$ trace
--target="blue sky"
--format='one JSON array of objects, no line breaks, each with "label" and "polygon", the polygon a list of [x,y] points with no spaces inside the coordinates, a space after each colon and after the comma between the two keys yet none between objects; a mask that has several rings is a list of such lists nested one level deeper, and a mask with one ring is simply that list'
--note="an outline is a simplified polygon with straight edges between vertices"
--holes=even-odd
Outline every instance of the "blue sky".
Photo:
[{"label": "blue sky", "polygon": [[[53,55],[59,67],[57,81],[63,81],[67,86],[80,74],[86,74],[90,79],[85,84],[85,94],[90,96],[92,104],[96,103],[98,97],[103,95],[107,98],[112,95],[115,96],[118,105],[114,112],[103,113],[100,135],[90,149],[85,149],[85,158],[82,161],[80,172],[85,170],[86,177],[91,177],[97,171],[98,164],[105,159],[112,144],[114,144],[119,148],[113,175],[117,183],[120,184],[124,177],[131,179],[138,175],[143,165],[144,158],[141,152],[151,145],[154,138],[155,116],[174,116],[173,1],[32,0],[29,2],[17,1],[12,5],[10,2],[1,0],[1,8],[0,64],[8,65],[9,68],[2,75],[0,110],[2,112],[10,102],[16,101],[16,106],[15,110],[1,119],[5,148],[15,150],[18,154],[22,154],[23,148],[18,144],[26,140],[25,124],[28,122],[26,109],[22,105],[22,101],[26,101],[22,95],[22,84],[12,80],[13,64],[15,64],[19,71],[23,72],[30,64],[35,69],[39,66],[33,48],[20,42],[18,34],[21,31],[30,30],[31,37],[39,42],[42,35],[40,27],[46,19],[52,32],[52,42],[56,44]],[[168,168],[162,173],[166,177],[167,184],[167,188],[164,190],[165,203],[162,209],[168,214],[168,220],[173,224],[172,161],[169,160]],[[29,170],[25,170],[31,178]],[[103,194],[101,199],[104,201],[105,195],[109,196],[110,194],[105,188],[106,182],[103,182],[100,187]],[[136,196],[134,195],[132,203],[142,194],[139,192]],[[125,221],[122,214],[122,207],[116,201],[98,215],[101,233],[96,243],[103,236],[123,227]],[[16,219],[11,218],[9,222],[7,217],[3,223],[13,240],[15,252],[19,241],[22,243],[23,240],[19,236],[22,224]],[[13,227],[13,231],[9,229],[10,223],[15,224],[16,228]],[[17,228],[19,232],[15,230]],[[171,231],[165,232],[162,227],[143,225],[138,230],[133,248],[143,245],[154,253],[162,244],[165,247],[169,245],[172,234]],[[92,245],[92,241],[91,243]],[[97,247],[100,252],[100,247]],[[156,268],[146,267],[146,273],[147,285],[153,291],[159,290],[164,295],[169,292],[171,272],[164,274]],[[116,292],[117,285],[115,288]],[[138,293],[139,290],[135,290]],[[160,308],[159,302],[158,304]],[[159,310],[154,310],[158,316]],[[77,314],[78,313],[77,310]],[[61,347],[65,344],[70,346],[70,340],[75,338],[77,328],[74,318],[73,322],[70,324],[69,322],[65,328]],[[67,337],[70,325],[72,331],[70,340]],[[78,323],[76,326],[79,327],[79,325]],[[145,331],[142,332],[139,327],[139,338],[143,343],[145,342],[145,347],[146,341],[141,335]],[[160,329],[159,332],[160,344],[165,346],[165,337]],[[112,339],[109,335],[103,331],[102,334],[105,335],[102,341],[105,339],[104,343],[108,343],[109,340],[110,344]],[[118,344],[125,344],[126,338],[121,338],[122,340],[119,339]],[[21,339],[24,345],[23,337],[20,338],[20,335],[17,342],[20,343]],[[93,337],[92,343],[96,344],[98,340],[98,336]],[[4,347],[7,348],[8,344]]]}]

════════

- やること: 上の記録から、「with」という文字列を含む行をすべて抜き出してください。大文字と小文字は区別します。

- 最終的な答え:
--format='one JSON array of objects, no line breaks, each with "label" and "polygon", the polygon a list of [x,y] points with no spaces inside the coordinates, a space after each colon and after the comma between the two keys yet none between objects; a mask that has several rings is a list of such lists nested one level deeper, and a mask with one ring is simply that list'
--note="an outline is a simplified polygon with straight edges between vertices"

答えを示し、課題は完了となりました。